Evaluate your situation at present – Your Career, Your Life.
The ability to focus and analyze where you are presently in your career is an important step in your evaluation of where you might wish to go. How can you decide where you wish to go, if you do not fully appreciate where you are at present?
Is it time for a serious re-evaluation of your career status? Is it potentially time to make changes? How do you know when you need to change your career path?
Are you ready to face that career change plunge? Do you wish you were? Take the time and make sure what you really want to do is change careers. There is no doubt that the employment climate in the decade starting at 2010 is very different than the last few decades.
To help answer these questions a full and complete review is required to evaluate where you are now! Many people procrastinate and let things slide, as the thought of looking at their career is daunting. It is a positive step to even think of taking stock and looking where you are and in what state your career is in.

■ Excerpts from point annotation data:
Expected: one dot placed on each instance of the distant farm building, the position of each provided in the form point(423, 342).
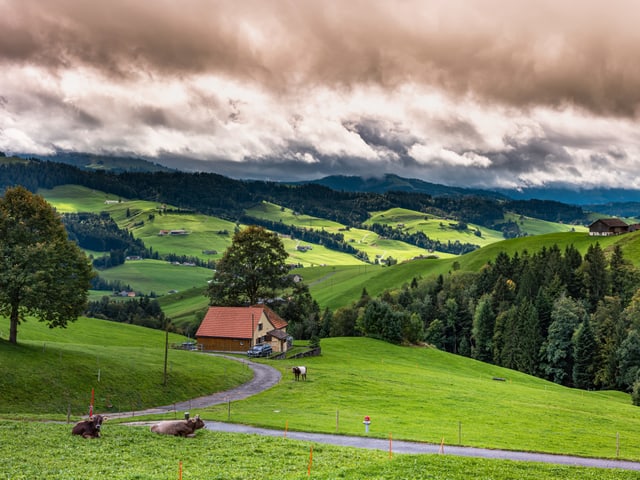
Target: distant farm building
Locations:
point(172, 232)
point(608, 226)
point(236, 329)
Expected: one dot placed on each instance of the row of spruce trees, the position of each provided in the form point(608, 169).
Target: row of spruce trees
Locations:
point(555, 314)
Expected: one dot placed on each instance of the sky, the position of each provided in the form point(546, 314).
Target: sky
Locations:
point(474, 93)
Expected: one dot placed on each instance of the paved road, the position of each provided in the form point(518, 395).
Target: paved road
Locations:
point(266, 377)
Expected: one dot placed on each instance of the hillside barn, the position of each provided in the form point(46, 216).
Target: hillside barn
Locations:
point(608, 226)
point(236, 329)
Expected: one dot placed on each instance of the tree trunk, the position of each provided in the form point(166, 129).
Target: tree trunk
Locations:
point(13, 329)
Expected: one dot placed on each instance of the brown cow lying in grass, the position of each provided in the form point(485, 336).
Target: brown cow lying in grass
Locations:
point(89, 428)
point(179, 428)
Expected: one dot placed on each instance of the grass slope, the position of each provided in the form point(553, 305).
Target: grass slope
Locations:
point(123, 452)
point(53, 370)
point(427, 395)
point(158, 276)
point(364, 240)
point(337, 286)
point(436, 228)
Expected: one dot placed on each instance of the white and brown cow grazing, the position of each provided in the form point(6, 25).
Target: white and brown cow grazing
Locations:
point(89, 428)
point(179, 428)
point(300, 372)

■ COMPLETE THE FOLLOWING:
a) Condense the paragraph in the career evaluation piece that begins "To help answer these questions," keeping its main facts.
b) Please copy the career evaluation piece word for word between "Are you ready" and "last few decades.", inclusive.

■ OUTPUTS IN ORDER:
a) Answering these questions calls for a full review of where you are now. Many people put this off because examining their career feels daunting, yet even thinking about taking stock of your career and its state is a positive step.

b)
Are you ready to face that career change plunge? Do you wish you were? Take the time and make sure what you really want to do is change careers. There is no doubt that the employment climate in the decade starting at 2010 is very different than the last few decades.